Your instructions: Convert the rows below, from the line containing "Find the grass;" through the end of the rows, into a two-column CSV with the headers text and answer. Each row's text and its answer should each go in a single quoted field, with line breaks turned into spaces.
---------- Task data ----------
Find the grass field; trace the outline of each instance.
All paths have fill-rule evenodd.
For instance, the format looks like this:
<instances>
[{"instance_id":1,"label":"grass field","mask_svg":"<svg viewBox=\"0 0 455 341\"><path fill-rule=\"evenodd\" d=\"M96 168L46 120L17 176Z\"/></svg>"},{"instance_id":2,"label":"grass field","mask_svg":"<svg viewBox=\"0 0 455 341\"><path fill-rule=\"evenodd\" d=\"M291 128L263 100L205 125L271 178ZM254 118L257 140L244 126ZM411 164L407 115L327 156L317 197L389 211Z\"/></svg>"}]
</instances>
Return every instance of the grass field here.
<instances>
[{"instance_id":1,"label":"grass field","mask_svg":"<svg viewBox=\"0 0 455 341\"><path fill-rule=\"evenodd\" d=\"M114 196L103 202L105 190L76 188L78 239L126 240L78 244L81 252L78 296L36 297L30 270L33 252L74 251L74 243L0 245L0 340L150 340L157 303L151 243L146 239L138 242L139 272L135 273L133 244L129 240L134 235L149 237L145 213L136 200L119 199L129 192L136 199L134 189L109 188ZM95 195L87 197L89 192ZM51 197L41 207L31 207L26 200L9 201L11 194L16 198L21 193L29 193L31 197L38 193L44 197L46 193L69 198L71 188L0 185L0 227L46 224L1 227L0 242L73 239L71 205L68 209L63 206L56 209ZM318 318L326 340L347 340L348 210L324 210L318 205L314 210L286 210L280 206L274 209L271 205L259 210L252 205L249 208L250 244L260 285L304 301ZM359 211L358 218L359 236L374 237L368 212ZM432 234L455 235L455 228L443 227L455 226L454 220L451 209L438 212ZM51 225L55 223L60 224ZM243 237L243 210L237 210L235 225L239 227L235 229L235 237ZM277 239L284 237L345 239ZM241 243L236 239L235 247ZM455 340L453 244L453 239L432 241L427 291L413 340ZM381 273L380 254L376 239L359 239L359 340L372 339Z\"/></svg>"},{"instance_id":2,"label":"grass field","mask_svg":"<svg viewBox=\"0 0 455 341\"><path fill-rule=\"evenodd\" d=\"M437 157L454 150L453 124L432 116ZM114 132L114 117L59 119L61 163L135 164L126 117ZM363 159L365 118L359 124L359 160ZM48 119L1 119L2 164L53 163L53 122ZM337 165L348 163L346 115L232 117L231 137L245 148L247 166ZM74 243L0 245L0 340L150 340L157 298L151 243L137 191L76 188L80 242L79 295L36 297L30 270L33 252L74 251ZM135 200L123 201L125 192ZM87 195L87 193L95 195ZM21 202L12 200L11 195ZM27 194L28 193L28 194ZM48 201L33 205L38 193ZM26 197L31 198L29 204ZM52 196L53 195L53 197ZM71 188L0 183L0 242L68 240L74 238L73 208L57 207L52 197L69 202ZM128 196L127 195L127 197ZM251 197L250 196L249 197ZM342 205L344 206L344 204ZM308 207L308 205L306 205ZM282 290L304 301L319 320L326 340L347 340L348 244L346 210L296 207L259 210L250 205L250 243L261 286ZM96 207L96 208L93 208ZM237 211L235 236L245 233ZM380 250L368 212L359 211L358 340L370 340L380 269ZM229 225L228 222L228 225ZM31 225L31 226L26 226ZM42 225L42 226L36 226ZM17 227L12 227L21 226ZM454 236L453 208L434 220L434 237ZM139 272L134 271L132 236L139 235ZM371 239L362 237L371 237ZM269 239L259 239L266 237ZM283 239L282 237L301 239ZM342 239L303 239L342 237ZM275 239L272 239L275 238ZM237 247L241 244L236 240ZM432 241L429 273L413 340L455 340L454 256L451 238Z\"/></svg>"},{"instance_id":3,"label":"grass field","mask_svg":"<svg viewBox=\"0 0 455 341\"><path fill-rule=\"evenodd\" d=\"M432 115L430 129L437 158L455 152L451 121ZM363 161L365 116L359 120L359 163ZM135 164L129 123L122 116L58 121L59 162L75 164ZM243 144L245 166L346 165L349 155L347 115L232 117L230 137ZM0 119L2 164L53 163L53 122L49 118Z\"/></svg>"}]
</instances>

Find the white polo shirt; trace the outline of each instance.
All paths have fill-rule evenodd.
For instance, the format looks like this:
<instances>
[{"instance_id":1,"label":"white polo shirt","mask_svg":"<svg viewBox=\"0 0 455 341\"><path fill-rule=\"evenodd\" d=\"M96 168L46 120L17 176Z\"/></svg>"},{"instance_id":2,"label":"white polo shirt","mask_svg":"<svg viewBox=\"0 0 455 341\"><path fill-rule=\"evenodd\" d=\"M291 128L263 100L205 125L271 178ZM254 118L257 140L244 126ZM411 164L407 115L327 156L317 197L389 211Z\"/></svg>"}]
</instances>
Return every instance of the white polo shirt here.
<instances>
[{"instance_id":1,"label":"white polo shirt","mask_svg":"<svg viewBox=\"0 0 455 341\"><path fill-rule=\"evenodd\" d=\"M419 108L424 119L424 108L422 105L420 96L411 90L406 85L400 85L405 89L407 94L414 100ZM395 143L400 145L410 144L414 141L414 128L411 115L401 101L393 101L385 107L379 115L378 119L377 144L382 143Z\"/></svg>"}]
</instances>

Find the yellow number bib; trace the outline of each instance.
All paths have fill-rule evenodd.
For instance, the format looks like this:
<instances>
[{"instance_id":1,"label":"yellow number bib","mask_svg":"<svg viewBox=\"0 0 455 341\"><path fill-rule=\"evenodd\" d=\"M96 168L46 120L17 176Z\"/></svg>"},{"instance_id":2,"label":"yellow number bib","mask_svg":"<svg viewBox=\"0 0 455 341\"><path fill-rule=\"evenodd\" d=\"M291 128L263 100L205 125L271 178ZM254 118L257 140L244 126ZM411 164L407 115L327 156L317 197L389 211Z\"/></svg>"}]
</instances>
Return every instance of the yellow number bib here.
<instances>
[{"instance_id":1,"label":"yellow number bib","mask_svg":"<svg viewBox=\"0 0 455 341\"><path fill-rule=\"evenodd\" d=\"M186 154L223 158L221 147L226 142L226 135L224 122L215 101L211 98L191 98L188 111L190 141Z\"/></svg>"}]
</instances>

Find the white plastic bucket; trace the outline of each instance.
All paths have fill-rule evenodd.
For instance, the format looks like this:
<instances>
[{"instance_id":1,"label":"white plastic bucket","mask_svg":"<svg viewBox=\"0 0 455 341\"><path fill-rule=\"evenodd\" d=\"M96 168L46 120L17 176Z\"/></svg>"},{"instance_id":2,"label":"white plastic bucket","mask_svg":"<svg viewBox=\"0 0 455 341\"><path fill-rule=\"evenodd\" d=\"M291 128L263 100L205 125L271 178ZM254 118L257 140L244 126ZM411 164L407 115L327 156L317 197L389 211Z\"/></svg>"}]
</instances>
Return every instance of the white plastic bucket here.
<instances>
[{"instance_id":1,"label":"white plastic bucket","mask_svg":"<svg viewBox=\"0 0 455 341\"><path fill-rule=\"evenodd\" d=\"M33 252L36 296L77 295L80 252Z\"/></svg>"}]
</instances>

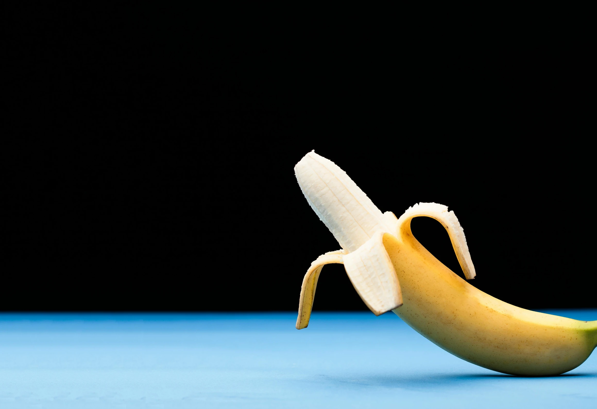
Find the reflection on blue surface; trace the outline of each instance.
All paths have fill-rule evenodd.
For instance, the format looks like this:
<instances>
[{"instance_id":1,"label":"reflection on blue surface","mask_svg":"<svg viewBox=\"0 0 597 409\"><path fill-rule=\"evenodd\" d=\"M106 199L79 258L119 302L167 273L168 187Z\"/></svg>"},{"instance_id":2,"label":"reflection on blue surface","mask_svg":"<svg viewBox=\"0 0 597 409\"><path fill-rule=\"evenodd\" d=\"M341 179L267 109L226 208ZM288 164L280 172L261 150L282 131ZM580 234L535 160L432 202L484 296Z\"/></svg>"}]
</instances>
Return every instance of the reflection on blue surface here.
<instances>
[{"instance_id":1,"label":"reflection on blue surface","mask_svg":"<svg viewBox=\"0 0 597 409\"><path fill-rule=\"evenodd\" d=\"M597 310L543 311L597 320ZM393 314L0 314L0 408L596 408L597 353L503 375Z\"/></svg>"}]
</instances>

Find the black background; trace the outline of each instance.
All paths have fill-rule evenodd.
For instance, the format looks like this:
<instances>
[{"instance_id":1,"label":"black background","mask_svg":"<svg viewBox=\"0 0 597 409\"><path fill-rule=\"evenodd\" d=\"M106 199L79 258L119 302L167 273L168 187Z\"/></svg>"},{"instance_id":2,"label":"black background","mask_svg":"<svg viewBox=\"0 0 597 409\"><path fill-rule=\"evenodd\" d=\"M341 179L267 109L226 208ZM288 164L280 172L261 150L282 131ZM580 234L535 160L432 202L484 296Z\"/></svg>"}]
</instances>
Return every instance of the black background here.
<instances>
[{"instance_id":1,"label":"black background","mask_svg":"<svg viewBox=\"0 0 597 409\"><path fill-rule=\"evenodd\" d=\"M382 211L454 210L482 290L597 306L581 32L211 13L9 10L0 308L296 309L338 248L294 178L313 149ZM413 224L461 275L443 228ZM316 300L365 309L338 265Z\"/></svg>"}]
</instances>

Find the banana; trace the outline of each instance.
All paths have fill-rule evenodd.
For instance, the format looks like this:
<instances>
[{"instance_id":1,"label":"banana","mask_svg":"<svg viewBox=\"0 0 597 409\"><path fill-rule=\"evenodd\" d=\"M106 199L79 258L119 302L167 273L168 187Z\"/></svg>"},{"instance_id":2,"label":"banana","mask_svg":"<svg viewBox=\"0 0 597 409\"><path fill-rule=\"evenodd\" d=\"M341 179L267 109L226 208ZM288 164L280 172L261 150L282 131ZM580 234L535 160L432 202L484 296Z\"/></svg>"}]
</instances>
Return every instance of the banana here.
<instances>
[{"instance_id":1,"label":"banana","mask_svg":"<svg viewBox=\"0 0 597 409\"><path fill-rule=\"evenodd\" d=\"M476 272L453 211L418 203L399 218L381 213L346 173L314 151L294 168L307 201L342 249L318 258L303 280L296 327L309 324L317 280L325 264L344 264L376 315L392 311L454 355L513 375L549 376L582 364L597 346L597 321L520 308L471 286L413 236L411 221L431 217L446 229L467 280Z\"/></svg>"}]
</instances>

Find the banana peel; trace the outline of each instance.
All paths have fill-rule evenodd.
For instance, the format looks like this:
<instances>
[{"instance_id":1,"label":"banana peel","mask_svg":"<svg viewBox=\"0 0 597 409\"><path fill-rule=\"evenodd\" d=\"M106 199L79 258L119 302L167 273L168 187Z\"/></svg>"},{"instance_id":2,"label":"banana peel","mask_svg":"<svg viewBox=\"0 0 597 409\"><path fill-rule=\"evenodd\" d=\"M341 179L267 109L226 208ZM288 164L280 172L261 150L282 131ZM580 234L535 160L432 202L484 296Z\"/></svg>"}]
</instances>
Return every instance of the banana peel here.
<instances>
[{"instance_id":1,"label":"banana peel","mask_svg":"<svg viewBox=\"0 0 597 409\"><path fill-rule=\"evenodd\" d=\"M470 285L414 237L410 223L430 217L446 229L464 276L476 272L453 211L421 203L396 219L382 213L341 169L307 153L294 168L307 202L342 250L320 256L301 287L296 328L309 321L325 264L343 264L357 293L376 315L392 311L448 352L515 375L556 375L580 365L597 346L597 321L582 321L519 308Z\"/></svg>"}]
</instances>

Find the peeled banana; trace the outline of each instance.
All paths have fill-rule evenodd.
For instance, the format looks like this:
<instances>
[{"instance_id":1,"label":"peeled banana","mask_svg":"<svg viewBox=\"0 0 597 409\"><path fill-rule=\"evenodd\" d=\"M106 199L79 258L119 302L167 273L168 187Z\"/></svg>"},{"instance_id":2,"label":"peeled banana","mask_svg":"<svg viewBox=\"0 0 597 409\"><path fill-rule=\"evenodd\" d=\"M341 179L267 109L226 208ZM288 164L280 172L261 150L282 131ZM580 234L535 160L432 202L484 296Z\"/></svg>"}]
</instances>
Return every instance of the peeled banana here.
<instances>
[{"instance_id":1,"label":"peeled banana","mask_svg":"<svg viewBox=\"0 0 597 409\"><path fill-rule=\"evenodd\" d=\"M420 334L472 363L513 375L547 376L583 363L597 346L597 321L519 308L468 284L413 236L413 218L439 221L467 280L475 276L464 231L453 211L418 203L399 218L381 213L333 162L314 151L294 168L311 207L341 250L318 257L301 287L296 327L309 324L325 264L344 264L361 299L377 315L392 311Z\"/></svg>"}]
</instances>

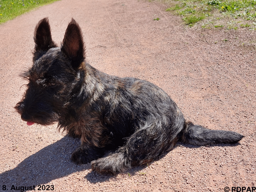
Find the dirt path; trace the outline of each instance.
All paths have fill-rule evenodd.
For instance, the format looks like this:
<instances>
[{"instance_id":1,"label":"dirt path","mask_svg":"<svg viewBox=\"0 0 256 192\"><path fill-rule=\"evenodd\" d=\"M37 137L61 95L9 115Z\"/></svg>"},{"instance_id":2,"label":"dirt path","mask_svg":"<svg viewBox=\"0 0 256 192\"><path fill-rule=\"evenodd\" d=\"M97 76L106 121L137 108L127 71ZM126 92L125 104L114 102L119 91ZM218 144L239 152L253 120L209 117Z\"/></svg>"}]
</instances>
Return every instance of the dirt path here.
<instances>
[{"instance_id":1,"label":"dirt path","mask_svg":"<svg viewBox=\"0 0 256 192\"><path fill-rule=\"evenodd\" d=\"M144 0L62 0L0 26L0 191L7 191L4 185L9 191L14 191L12 185L34 185L36 189L53 185L53 191L62 192L256 187L256 32L187 28L166 8ZM59 43L71 17L76 20L94 67L152 82L171 96L187 119L246 137L236 145L179 144L148 166L116 176L75 165L70 157L78 140L58 132L56 125L28 127L14 109L26 88L20 89L26 82L18 75L32 64L34 29L45 17Z\"/></svg>"}]
</instances>

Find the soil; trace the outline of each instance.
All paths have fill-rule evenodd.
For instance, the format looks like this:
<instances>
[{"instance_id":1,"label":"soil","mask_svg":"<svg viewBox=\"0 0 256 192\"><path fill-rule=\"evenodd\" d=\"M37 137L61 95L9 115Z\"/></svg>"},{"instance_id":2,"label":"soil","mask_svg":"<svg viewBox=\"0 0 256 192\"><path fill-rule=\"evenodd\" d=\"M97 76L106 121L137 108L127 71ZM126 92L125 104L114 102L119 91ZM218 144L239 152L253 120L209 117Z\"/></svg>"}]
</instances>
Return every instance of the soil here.
<instances>
[{"instance_id":1,"label":"soil","mask_svg":"<svg viewBox=\"0 0 256 192\"><path fill-rule=\"evenodd\" d=\"M228 191L226 187L238 191L256 187L256 32L190 28L167 8L144 0L62 0L0 26L0 191L31 186L29 190L34 185L36 190L69 192ZM152 82L173 98L187 119L245 137L235 144L179 143L159 160L116 175L92 172L89 164L74 164L70 155L78 140L58 132L56 124L29 126L14 108L26 90L22 85L27 82L19 75L32 64L35 27L46 17L59 44L71 18L76 20L93 67Z\"/></svg>"}]
</instances>

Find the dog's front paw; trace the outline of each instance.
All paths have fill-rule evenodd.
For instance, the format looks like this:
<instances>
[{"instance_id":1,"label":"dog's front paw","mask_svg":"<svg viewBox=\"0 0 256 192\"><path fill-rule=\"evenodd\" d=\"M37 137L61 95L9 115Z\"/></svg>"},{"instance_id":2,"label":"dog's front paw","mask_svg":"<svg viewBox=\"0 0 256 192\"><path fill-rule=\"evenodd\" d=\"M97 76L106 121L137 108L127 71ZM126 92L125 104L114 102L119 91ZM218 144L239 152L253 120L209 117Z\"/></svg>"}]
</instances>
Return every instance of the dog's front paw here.
<instances>
[{"instance_id":1,"label":"dog's front paw","mask_svg":"<svg viewBox=\"0 0 256 192\"><path fill-rule=\"evenodd\" d=\"M114 174L116 172L111 169L111 165L104 163L102 160L104 158L99 159L95 161L93 161L91 163L92 166L92 170L96 171L100 174L107 174L109 173Z\"/></svg>"},{"instance_id":2,"label":"dog's front paw","mask_svg":"<svg viewBox=\"0 0 256 192\"><path fill-rule=\"evenodd\" d=\"M88 154L85 150L79 147L72 153L71 160L76 164L86 164L91 161L88 157Z\"/></svg>"}]
</instances>

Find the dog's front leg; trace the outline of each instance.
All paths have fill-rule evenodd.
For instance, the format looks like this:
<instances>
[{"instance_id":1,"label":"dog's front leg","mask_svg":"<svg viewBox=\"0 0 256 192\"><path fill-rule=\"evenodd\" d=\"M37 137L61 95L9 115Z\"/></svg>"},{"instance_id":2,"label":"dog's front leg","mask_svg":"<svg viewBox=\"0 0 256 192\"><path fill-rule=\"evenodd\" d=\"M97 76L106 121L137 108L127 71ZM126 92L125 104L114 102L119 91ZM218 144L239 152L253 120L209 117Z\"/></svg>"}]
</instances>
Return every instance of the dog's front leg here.
<instances>
[{"instance_id":1,"label":"dog's front leg","mask_svg":"<svg viewBox=\"0 0 256 192\"><path fill-rule=\"evenodd\" d=\"M72 153L71 160L76 164L85 164L102 157L104 154L100 148L81 144Z\"/></svg>"}]
</instances>

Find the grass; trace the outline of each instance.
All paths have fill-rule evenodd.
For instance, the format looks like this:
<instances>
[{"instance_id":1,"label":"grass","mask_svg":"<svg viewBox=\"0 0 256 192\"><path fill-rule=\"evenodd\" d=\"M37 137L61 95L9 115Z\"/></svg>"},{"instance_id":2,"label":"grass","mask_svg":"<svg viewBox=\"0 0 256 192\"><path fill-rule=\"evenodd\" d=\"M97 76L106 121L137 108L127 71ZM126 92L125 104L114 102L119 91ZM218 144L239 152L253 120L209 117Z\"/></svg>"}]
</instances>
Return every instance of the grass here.
<instances>
[{"instance_id":1,"label":"grass","mask_svg":"<svg viewBox=\"0 0 256 192\"><path fill-rule=\"evenodd\" d=\"M256 29L256 0L163 0L170 5L166 11L180 15L190 26L201 21L203 28Z\"/></svg>"},{"instance_id":2,"label":"grass","mask_svg":"<svg viewBox=\"0 0 256 192\"><path fill-rule=\"evenodd\" d=\"M58 0L0 0L0 23Z\"/></svg>"}]
</instances>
----------
Answer in full:
text,answer
"Find the grass; trace the outline of each instance. All paths have fill-rule evenodd. For instance, the format looks like this: <instances> [{""instance_id"":1,""label"":""grass"",""mask_svg"":""<svg viewBox=\""0 0 256 192\""><path fill-rule=\""evenodd\"" d=\""M37 137L61 95L9 115Z\""/></svg>""},{""instance_id"":2,""label"":""grass"",""mask_svg"":""<svg viewBox=\""0 0 256 192\""><path fill-rule=\""evenodd\"" d=\""M97 76L106 121L137 108L127 71ZM126 92L125 104L114 102L119 91ZM218 144L239 152L253 120L209 117Z\""/></svg>""}] </instances> Return every instance of the grass here.","<instances> [{""instance_id"":1,""label"":""grass"",""mask_svg"":""<svg viewBox=\""0 0 256 192\""><path fill-rule=\""evenodd\"" d=\""M256 29L256 0L163 0L170 5L166 11L180 15L190 26L201 21L203 28Z\""/></svg>""},{""instance_id"":2,""label"":""grass"",""mask_svg"":""<svg viewBox=\""0 0 256 192\""><path fill-rule=\""evenodd\"" d=\""M58 0L0 0L0 23Z\""/></svg>""}] </instances>"